§ **Material for the task**
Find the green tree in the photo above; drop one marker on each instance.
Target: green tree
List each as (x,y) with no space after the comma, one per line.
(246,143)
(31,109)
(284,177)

§ **Task brief**
The required output is the full set of entries, reproduced verbatim.

§ **Your response**
Find the green tree in the photo above; drop one marker on each instance.
Target: green tree
List each as (x,y) with no space after the comma, one per line.
(246,143)
(31,109)
(284,177)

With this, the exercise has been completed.